WHAT YOU SHOULD DO
After finding the line that holds "Your task: a point for each instance of the bird's long" below, set down that line and the rest through the final one exactly, leaving the pictures out.

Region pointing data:

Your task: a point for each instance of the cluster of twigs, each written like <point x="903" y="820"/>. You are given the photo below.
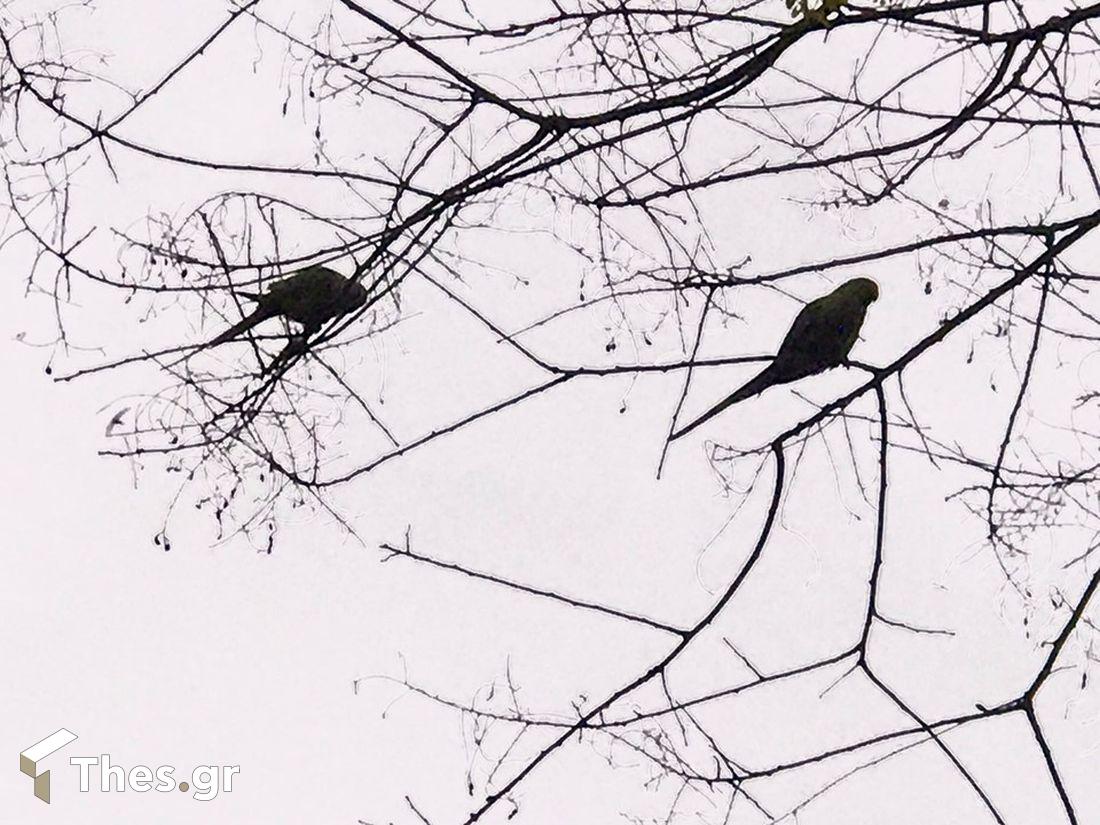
<point x="622" y="132"/>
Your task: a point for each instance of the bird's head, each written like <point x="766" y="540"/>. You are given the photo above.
<point x="862" y="289"/>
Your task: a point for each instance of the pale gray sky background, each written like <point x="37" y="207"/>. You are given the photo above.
<point x="217" y="653"/>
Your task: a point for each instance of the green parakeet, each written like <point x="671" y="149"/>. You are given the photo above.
<point x="310" y="297"/>
<point x="821" y="338"/>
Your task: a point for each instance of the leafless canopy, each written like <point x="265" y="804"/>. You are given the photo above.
<point x="662" y="155"/>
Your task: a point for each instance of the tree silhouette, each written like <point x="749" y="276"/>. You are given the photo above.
<point x="693" y="168"/>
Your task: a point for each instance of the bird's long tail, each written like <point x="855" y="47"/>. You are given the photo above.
<point x="755" y="386"/>
<point x="240" y="328"/>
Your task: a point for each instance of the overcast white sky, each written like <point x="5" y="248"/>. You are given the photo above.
<point x="217" y="653"/>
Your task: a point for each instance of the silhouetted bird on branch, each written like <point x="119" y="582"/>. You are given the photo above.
<point x="821" y="338"/>
<point x="310" y="297"/>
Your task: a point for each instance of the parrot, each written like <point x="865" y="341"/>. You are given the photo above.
<point x="310" y="297"/>
<point x="821" y="338"/>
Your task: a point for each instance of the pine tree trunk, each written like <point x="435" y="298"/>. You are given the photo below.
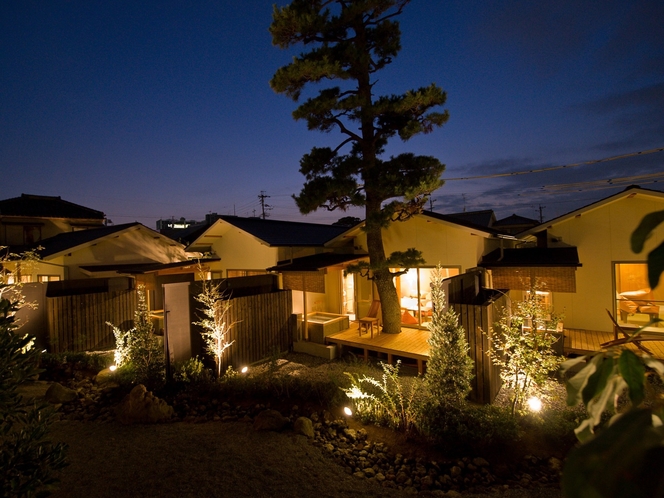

RESPONSE FOR THIS EXERCISE
Your task: a point for each instance of the bird's long tail, each written like <point x="855" y="47"/>. You are given the photo above.
<point x="755" y="386"/>
<point x="240" y="328"/>
Your task: a point for each instance of the overcast white sky, each written like <point x="5" y="248"/>. You are given the photo above.
<point x="217" y="653"/>
Your task: a point for each instance of the silhouetted bird on branch, each written like <point x="119" y="582"/>. You are given the photo above.
<point x="821" y="338"/>
<point x="310" y="297"/>
Your task: a point for each instance of the parrot, each written like <point x="865" y="341"/>. You are given the photo above.
<point x="310" y="297"/>
<point x="821" y="338"/>
Your task: a point for each instance of the pine tree trunk, each written like <point x="435" y="298"/>. You are given the photo below.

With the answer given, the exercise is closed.